**Kısa görev 1**
Suriye haberine göre Türkiye destekli SMO'yu oluşturan gruplar 9 Aralık'ta hangi şehri ele geçirdi?
**Kısa görev 2**
Lütfen Suriye haberini son cümlesinden sonra sürdürün.

**Çıkarılan metin**
Suriye'deki yeni yönetimin lideri Ahmed eş-Şera bir Türk gazetesine verdiği demeçte, Esed'in devrilmesinin ‘sadece Suriye halkı için değil, aynı zamanda Türk halkı için de bir zafer olduğunu’ söyledi.
Reuters'ın sorularını yanıtlayan Türk yetkili, HTŞ'nin Ankara'nın kontrolünde olmadığını belirterek, HTŞ’yi ‘şartlar gereği iletişim kurulan’ bir yapı olarak tanımladı. Yetkili ayrıca, birçok Batılı ülkenin de bunu yaptığını ifade etti.
Demokratik Birlik Partisi (PYD) ve ona bağlı YPG liderliğindeki Suriyeli Kürt gruplar, 2011 yılında Esed'e karşı başlayan ayaklanmanın ardından ülkenin kuzeyinin büyük bölümünü kontrol altına aldı. Bağımsızlıktan ziyade özerklik istediklerini vurgularken kendi yönetimlerini kurdular.
Sosyalizm ve feminizmi vurgulayan politikaları HTŞ'nin yöneliminden oldukça farklı.
ABD öncülüğündeki güçlerin DEAŞ'a karşı SDG ile ittifak kurarak ağırlıklı olarak Arap olan bölgeleri kontrol altına almasıyla bölgeleri genişledi.
Türkiye destekli SMO’yu oluşturan gruplar, Esed'in devrilmesiyle birlikte SDG'ye karşı saldırılarını şiddetlendirerek 9 Aralık'ta Münbiç şehrini ele geçirdi.
Washington ateşkese aracılık etti, ancak SDG Türkiye ve müttefiklerini ateşkese uymamakla suçladı. Bir Türk savunma bakanlığı yetkilisi böyle bir anlaşma olmadığını söyledi.
ABD'nin SDG'ye verdiği destek, ABD ile NATO üyesi Türkiye arasındaki gerilimi arttırdı.
Washington SDG'yi, ABD Dışişleri Bakanı Antony Blinken'ın bu dönemi Suriye'deki kabiliyetlerini yeniden inşa etmek için kullanmaya çalışacağı uyarısında bulunduğu DEAŞ'a karşı mücadelede kilit bir ortak olarak görüyor. SDG halen militan örgütle bağlantılı on binlerce kişiyi kamplarda ve cezaevlerinde tutuyor.
Milli Savunma Bakanı Yaşar Güler geçen hafta yaptığı açıklamada, ülkesinin Suriye'de DEAŞ'ın yeniden canlandığına dair herhangi bir belirti tespit etmediğini bildirdi.
Dışişleri Bakanı Hakan Fidan cuma günü Ankara'da Alman mevkidaşıyla yaptığı görüşmede, tutukluların tutulduğu kamp ve cezaevlerinin yönetimi için alternatifler bulunması gerektiğini belirtti.
ABD'nin Yakın Doğu İşlerinden Sorumlu Dışişleri Bakan Yardımcısı Barbara Leaf de cuma günü yaptığı açıklamada, Washington'un Ankara ve SDG ile birlikte ‘SDG'nin ülkenin o bölgesindeki rolüne ilişkin sorunsuz bir geçiş’ üzerine çalıştığını söyledi.

**Veri bloğu**
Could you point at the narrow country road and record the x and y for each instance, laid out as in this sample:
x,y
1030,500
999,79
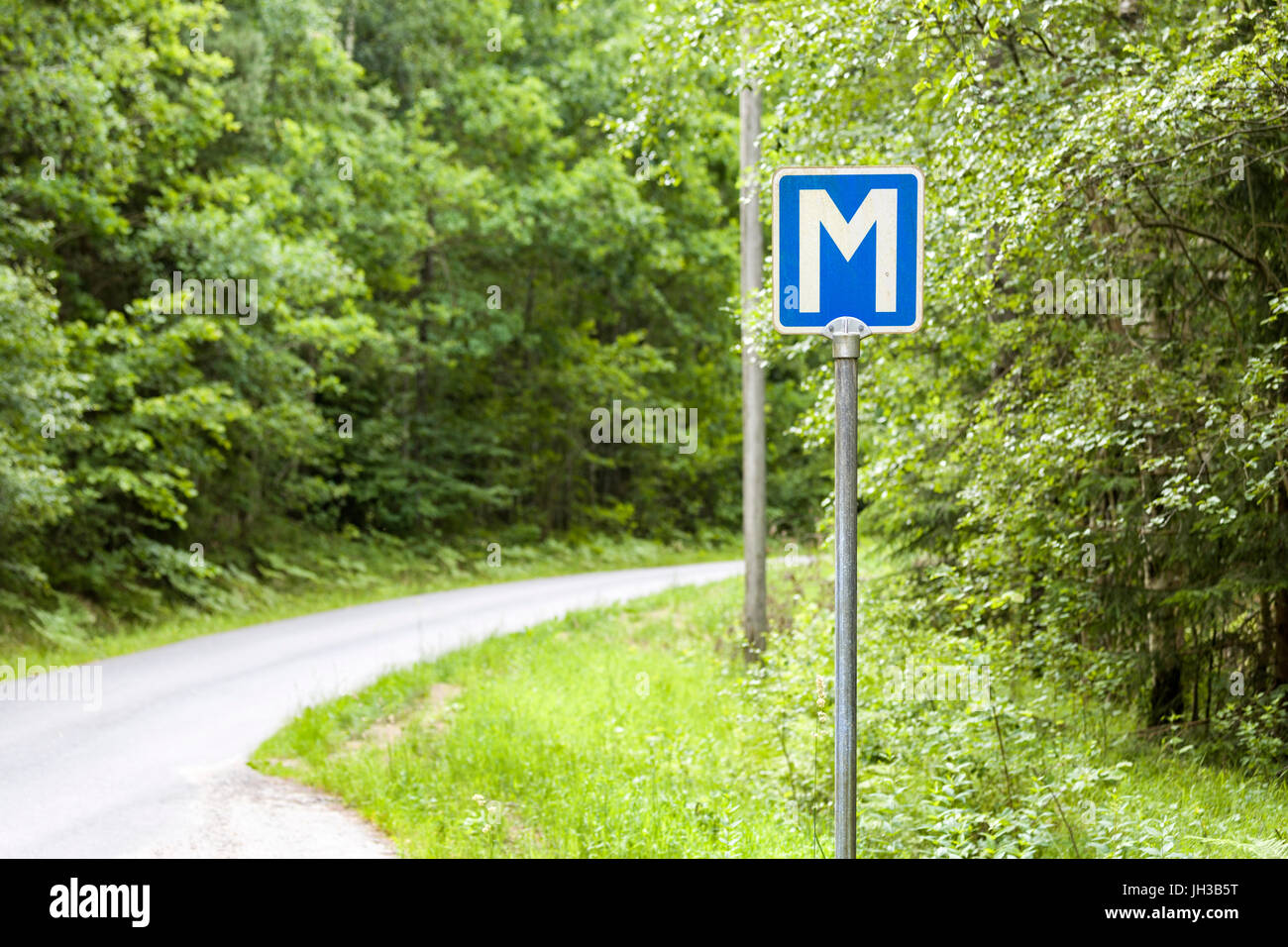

**Beklenen çıktı 1**
Münbiç şehrini.

**Beklenen çıktı 2**
Joe Biden'ın yönetimi ABD güçlerinin Suriye'de kalacağını söyledi, ancak Başkan seçilen Donald Trump 20 Ocak'ta göreve başladığında çekilmelerini emredebilir.
Trump'a mesaj
Trump ilk döneminde Suriye'den çekilmek istemiş, ancak hem kendi ülkesinden hem de ABD'nin müttefiklerinden gelen baskılarla karşılaşmıştı.
Şarku’l Avsat’ın Reuters’tan aktardığına göre Suriyeli Kürt yetkili İlham Ahmed, 17 Aralık'ta Trump'a yazdığı mektupta, Türkiye'nin Trump göreve gelmeden önce kuzeydoğuyu kontrol etmeye hazırlandığını iddia etti.
Mektupta, Türkiye'nin planının ‘terörle mücadelede yıllardır kaydedilen ilerlemeyi geri alma tehdidinde bulunduğunu’ yazan Ahmed, Trump’a hitaben “Bu felaketi önleme gücüne sahip olduğunuza inanıyoruz” dedi.
Trump 16 Aralık'ta yaptığı açıklamada, Türkiye'nin Suriye'de olup bitenleri ‘kontrol altına alacağını’ söyledi, ancak ABD askerlerinin Suriye'de konuşlanmasına ilişkin planlarını açıklamadı.
Oklahoma Üniversitesi'nde Suriye uzmanı olan Joshua Landis, “Kürtler imrenilecek bir konumda değil. Şam’daki yeni yönetim kendine çeki düzen verdiğinde bölgeye girecektir. ABD sonsuza kadar orada kalamaz” ifadelerini kullandı.
HTŞ lideri Ahmed eş-Şera BBC'ye yaptığı açıklamada, ‘Kürtlerin Suriye halkının bir parçası olduğunu’ belirterek, “Suriye bölünmeyecek” dedi. Eş-Şera, silahların tamamen devletin elinde olması gerektiğini ifade etti.
Eş-Şera, Türkiye'nin temel kaygılarından biri olan Suriyeli olmayan Kürt savaşçıların Suriye'deki varlığını kabul etti. Eş-Şera, “Suriye topraklarının Türkiye'ye ya da başka ülkelere tehdit oluşturmasını ve istikrarı bozmasını kabul etmiyoruz” diye konuştu.
Eş-Şera, ‘sorunun çözümü için barışçıl bir formül’ bulmak amacıyla diyalog ve müzakereler yoluyla çalışma sözü verdi.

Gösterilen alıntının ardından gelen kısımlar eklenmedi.